Data provided ::
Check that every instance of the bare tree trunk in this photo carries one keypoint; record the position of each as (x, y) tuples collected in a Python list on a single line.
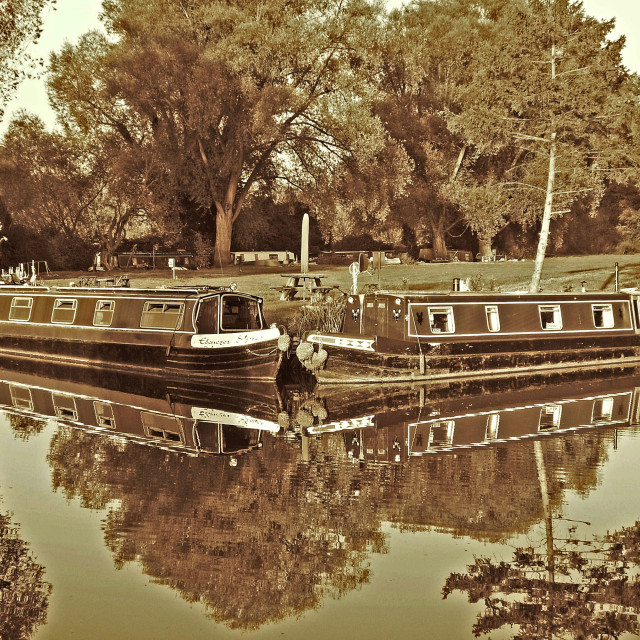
[(224, 226), (438, 240), (543, 241), (485, 246)]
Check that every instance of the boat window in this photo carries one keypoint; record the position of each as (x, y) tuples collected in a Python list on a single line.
[(493, 423), (21, 397), (20, 309), (104, 414), (441, 320), (602, 316), (550, 417), (234, 439), (240, 313), (162, 315), (103, 314), (64, 311), (158, 425), (602, 410), (550, 317), (493, 318), (65, 406), (207, 321)]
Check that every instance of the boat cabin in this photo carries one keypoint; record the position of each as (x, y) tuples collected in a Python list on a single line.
[(410, 316)]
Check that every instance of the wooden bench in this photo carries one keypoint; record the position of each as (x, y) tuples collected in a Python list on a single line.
[(287, 292)]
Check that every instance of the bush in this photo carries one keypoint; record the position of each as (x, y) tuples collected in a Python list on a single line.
[(326, 315)]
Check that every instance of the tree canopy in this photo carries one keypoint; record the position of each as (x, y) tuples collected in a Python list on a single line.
[(20, 25), (442, 115)]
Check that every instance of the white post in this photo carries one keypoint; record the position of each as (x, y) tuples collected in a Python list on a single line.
[(304, 245)]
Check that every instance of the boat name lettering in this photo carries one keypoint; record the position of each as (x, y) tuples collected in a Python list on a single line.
[(216, 341)]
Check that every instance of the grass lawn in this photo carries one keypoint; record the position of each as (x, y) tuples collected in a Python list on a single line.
[(559, 273)]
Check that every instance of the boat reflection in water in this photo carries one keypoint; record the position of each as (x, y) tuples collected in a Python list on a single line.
[(297, 523), (192, 418), (416, 421)]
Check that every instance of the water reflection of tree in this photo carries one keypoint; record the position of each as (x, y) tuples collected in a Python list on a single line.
[(24, 594), (262, 541), (591, 593), (273, 536), (23, 427), (493, 493), (568, 584)]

The problem :: Using the entries above, copy exactly the lines from the one containing "Check that every instance of the grass" through the last, both included.

Exercise output ::
Check that every instance of the grass lawn in this photo carries one keypoint; record the position of each as (x, y) tuples collected in a Python list on a single line.
[(559, 273)]
Check that every instance of the boat reflection in water in this photo carries one keypoint; record the position of each as (x, y) tuples collected in a Python list on a single line.
[(297, 523), (192, 418), (416, 421)]
Check that every instance of the water reflection of tree in this photo carries one keypoint; record the position of each as (x, y) tuples collected in a Python list on a single line.
[(24, 594), (262, 541), (591, 593), (273, 536), (23, 427), (493, 493), (568, 584)]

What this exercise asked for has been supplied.